- **RECORDS PROVIDED**
Segment Open

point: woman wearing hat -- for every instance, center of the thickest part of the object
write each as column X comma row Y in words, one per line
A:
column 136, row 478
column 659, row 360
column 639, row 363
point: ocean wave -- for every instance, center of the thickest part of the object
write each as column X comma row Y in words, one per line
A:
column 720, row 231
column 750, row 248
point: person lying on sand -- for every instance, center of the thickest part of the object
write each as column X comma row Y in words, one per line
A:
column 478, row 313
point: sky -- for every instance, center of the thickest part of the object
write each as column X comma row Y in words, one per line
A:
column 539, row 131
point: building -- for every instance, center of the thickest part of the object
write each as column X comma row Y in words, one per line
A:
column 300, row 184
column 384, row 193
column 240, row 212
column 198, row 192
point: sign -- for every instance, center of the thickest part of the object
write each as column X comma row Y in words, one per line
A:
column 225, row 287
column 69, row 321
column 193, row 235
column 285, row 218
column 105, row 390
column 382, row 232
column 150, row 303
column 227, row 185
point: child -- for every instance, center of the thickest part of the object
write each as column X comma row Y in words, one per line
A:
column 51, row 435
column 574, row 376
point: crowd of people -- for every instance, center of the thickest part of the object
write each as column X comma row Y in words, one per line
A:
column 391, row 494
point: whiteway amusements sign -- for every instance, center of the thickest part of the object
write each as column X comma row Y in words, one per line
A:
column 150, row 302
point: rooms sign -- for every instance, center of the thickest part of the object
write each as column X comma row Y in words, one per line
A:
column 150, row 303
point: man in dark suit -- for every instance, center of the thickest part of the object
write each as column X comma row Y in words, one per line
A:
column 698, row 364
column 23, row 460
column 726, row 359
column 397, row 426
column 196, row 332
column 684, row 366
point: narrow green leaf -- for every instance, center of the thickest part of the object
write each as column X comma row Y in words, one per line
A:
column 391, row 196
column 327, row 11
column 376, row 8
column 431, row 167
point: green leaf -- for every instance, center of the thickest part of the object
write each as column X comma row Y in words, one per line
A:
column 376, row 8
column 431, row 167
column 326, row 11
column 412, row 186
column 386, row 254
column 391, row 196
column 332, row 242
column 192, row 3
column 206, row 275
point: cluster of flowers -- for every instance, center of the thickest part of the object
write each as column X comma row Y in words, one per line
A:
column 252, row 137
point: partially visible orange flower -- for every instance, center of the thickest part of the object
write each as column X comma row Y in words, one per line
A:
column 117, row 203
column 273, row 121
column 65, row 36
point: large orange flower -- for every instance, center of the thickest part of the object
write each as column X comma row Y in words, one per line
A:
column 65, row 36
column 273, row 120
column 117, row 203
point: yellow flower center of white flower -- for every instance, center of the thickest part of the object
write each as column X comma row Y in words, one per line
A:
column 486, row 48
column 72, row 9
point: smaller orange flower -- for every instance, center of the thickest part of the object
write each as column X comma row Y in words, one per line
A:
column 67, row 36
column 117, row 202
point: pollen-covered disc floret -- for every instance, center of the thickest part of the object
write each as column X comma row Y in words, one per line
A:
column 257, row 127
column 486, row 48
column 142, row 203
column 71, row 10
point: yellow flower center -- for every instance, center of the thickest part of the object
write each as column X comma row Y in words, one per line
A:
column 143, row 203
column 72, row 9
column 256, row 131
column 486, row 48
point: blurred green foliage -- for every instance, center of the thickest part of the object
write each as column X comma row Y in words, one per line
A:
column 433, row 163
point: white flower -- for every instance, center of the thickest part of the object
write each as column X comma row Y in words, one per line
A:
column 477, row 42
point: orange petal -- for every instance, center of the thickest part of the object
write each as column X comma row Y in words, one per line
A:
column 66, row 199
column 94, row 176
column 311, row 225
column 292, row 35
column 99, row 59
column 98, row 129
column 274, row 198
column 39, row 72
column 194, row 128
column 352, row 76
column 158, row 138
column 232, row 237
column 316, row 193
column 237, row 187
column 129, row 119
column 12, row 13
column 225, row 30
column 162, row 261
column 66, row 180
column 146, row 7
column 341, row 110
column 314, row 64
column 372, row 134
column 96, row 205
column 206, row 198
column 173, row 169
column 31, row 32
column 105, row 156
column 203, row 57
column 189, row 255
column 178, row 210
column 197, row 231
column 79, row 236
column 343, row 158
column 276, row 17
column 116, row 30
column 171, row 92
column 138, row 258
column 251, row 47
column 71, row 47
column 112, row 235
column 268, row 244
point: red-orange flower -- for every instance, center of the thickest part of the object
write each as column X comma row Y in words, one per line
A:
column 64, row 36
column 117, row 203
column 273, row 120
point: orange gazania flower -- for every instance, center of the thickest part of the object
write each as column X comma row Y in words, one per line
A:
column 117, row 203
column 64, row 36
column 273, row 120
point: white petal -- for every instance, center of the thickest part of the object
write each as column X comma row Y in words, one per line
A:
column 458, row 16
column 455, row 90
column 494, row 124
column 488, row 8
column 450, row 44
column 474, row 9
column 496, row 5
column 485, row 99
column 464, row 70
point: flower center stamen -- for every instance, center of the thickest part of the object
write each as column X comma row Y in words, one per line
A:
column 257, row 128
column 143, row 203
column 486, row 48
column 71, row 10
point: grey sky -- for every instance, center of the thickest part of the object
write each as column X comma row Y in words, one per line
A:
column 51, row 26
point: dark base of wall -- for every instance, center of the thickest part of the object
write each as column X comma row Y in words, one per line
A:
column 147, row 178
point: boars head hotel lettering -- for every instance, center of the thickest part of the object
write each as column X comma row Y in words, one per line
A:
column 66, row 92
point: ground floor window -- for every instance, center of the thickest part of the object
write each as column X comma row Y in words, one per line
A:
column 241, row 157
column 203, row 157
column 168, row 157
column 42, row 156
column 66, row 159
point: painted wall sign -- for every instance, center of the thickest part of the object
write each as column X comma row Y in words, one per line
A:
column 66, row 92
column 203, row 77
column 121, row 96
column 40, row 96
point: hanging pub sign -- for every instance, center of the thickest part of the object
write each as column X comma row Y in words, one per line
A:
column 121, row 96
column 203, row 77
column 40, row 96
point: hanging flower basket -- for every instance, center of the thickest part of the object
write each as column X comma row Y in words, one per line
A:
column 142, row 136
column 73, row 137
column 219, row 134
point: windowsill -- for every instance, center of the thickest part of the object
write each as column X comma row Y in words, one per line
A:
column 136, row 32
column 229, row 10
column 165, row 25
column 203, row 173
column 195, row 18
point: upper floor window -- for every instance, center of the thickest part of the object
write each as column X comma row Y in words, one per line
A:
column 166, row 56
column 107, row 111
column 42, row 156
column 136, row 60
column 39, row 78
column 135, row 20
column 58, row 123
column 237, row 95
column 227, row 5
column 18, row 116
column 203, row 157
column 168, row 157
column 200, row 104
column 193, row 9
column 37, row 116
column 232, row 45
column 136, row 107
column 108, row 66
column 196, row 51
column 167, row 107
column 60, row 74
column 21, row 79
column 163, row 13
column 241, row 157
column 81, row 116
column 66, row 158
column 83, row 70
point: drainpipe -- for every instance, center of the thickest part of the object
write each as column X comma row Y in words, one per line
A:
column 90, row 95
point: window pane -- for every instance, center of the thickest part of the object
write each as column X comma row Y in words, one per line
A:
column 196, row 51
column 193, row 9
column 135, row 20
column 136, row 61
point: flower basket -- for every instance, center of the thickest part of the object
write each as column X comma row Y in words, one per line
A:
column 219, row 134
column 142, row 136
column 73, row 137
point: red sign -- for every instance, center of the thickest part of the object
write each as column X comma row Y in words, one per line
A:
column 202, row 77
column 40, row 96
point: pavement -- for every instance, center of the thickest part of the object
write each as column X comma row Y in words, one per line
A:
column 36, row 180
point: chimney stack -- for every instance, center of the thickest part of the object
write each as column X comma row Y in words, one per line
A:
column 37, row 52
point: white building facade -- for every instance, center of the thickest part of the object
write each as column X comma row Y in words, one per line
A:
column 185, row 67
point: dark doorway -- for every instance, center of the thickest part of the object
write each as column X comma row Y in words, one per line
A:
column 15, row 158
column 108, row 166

Segment Closed

- **WHAT YOU WILL DO**
Search the records above for the string "floor" and copy each line that holds it.

- **THE COMPLETED TASK**
point: ground floor window -- for every instance, center of the thickest part of the object
point: upper floor window -- for every instance, center of the thickest part of the object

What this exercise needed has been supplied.